(Object pointing dataset rows)

▽

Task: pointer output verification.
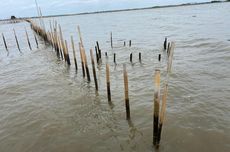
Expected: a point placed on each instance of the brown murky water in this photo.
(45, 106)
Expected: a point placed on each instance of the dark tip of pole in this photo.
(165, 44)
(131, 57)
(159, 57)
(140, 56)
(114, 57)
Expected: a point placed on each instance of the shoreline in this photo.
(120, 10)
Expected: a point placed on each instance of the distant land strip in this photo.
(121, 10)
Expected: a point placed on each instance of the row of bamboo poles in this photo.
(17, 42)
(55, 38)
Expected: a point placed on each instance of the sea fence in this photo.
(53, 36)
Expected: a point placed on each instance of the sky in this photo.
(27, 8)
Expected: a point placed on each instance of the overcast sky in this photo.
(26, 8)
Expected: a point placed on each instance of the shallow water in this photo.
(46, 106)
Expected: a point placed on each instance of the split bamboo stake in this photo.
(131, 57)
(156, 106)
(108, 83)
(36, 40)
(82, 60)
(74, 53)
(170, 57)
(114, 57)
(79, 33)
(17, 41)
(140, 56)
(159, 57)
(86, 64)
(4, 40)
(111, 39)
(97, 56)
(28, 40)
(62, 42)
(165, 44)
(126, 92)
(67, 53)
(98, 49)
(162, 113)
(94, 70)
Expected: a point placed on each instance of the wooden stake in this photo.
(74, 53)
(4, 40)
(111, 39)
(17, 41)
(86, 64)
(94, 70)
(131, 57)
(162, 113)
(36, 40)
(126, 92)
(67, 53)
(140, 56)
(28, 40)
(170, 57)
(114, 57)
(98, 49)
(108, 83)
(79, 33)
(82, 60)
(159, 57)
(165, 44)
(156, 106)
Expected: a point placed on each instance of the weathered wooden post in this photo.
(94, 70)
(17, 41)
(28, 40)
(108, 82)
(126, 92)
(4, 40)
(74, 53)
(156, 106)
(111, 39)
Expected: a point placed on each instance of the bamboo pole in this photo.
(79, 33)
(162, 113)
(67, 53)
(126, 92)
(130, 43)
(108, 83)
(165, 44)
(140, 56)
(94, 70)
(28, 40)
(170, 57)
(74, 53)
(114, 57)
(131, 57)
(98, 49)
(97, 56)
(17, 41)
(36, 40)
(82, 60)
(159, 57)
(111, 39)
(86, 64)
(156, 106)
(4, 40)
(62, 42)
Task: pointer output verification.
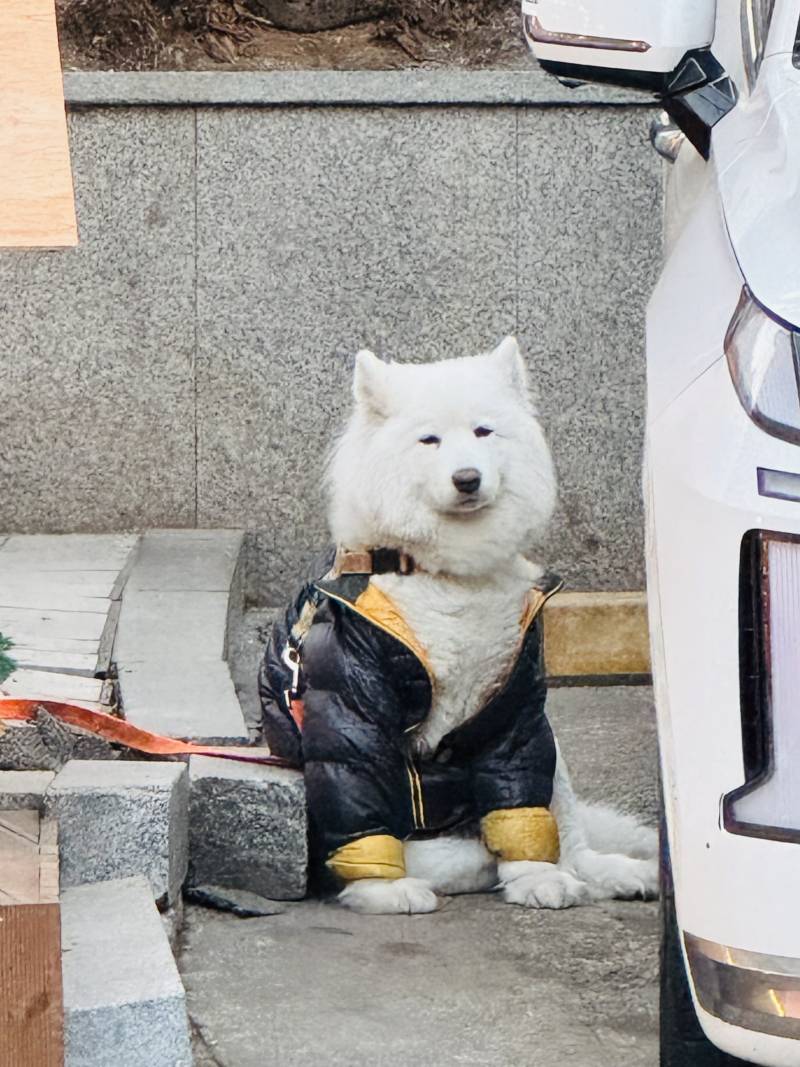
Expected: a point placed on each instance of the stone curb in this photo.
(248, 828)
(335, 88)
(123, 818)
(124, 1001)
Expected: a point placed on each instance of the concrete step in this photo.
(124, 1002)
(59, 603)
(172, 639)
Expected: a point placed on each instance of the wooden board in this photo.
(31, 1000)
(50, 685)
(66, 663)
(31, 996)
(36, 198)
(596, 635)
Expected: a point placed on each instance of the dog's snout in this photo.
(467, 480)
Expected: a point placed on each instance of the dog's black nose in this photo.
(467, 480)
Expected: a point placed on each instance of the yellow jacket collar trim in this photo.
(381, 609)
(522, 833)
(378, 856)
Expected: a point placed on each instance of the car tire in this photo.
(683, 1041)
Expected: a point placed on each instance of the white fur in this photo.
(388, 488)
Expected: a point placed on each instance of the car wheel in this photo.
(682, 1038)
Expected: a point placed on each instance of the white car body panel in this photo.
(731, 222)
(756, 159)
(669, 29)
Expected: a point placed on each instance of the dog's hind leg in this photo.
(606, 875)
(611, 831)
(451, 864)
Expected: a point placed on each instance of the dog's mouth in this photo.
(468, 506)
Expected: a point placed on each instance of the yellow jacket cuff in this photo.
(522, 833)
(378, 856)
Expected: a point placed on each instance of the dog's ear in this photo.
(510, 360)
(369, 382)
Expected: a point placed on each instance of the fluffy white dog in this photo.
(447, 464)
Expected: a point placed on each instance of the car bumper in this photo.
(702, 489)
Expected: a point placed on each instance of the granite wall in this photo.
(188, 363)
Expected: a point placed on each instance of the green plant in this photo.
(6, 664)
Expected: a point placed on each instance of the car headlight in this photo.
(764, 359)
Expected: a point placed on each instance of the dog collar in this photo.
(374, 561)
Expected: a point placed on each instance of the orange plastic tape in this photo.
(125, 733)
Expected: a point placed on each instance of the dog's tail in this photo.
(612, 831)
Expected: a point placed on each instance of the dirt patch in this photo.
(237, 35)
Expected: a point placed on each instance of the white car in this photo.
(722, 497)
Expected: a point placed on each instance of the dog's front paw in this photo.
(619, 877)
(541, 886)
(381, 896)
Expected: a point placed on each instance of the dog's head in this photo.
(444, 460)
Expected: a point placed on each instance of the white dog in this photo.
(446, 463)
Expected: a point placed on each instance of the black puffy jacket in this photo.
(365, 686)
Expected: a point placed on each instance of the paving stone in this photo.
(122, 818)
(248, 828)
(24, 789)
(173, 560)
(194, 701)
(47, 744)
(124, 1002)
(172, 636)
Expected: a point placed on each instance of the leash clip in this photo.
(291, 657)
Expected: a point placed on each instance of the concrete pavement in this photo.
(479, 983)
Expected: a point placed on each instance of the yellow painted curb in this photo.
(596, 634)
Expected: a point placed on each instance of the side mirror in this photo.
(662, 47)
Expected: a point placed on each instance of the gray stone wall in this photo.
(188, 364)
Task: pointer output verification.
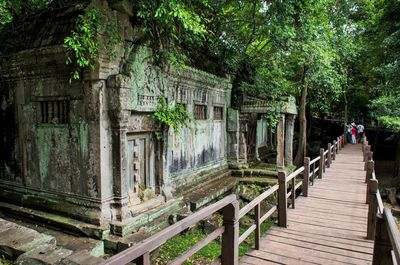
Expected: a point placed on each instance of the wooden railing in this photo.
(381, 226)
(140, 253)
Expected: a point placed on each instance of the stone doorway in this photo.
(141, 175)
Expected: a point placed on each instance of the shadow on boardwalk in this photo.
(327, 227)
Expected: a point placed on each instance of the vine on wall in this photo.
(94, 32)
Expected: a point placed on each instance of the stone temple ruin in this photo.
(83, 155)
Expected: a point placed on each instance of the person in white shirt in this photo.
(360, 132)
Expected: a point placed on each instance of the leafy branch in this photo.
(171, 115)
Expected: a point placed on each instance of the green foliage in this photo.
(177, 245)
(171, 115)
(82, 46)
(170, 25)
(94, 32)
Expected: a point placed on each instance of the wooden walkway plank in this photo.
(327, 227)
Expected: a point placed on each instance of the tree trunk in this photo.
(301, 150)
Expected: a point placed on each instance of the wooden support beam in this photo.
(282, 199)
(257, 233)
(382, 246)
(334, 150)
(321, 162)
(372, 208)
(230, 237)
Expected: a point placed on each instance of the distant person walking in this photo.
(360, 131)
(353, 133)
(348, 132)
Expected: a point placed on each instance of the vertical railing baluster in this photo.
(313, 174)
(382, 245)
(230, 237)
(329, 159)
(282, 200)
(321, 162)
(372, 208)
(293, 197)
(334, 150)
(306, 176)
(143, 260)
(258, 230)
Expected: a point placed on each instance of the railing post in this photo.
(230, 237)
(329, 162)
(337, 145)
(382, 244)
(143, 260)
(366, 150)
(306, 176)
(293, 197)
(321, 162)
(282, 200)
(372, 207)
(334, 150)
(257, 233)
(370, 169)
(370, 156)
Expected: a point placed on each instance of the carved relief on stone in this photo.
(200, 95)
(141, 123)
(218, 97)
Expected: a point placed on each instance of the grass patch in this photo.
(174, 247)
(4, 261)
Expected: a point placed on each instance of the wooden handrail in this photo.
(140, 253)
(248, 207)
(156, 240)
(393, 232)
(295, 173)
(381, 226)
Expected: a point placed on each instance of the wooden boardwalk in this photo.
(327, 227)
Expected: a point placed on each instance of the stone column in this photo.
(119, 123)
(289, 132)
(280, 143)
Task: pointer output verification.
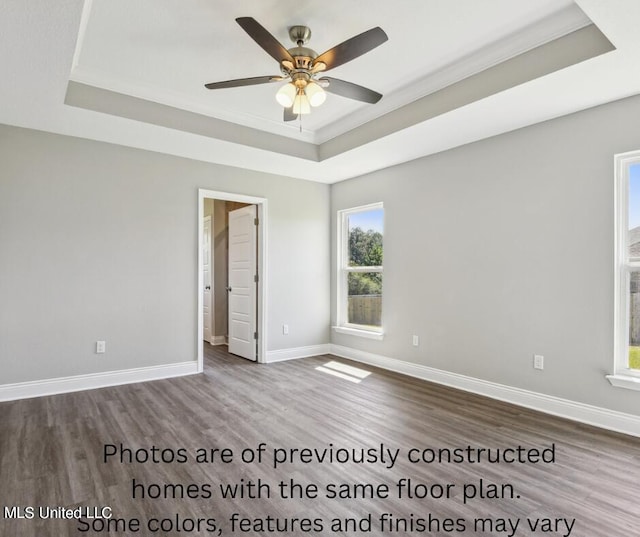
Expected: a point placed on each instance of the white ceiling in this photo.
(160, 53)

△

Arrange the data as a JSON list of strings, one string per line and no blank lines, starting at the line that contains "Expected: a point placed on each instance of the wooden walkway" and ending at the final line of the data, both included. Leave the pictures out.

[
  "Expected: a point placed on each instance of the wooden walkway plank in this photo.",
  "(327, 227)",
  "Expected: a point placed on each instance of the tree trunk in this photo.",
  "(301, 150)",
  "Expected: a point placed on each instance of the wooden support beam in this photo.",
  "(282, 199)",
  "(257, 233)",
  "(382, 246)",
  "(334, 150)",
  "(321, 162)",
  "(372, 208)",
  "(230, 237)",
  "Expected: a point placed on each instance of the distant person walking in this photo.",
  "(360, 131)",
  "(353, 133)",
  "(348, 132)",
  "Expected: a point placed on each instance of the vertical railing baluster in this photo.",
  "(313, 174)",
  "(382, 245)",
  "(230, 237)",
  "(329, 159)",
  "(282, 200)",
  "(321, 162)",
  "(372, 208)",
  "(293, 197)",
  "(334, 150)",
  "(306, 176)",
  "(143, 260)",
  "(258, 230)",
  "Expected: a point placed on each instance of the railing post in this photo.",
  "(230, 237)",
  "(329, 162)",
  "(337, 145)",
  "(382, 244)",
  "(143, 260)",
  "(366, 150)",
  "(306, 176)",
  "(293, 197)",
  "(321, 162)",
  "(282, 200)",
  "(372, 207)",
  "(334, 150)",
  "(257, 233)",
  "(370, 169)",
  "(370, 156)",
  "Expected: a point placed on each instance of the carved relief on stone in this photo.",
  "(200, 95)",
  "(141, 123)",
  "(218, 97)",
  "Expected: a point placed on each instance of the grass patch in this photo.",
  "(174, 247)",
  "(4, 261)",
  "Expected: a point placed on each instance of the wooden handrail in this photo.",
  "(140, 253)",
  "(248, 207)",
  "(156, 240)",
  "(393, 232)",
  "(295, 173)",
  "(381, 226)",
  "Expected: a point placed on each instance of the wooden boardwalk in this photo.",
  "(327, 227)",
  "Expected: a point placed on each instance of the stone column in this photo.",
  "(119, 123)",
  "(289, 132)",
  "(280, 143)",
  "Task: pointer output verification.",
  "Expected: a point placed on each instance of the white ceiling in this photo.",
  "(160, 53)"
]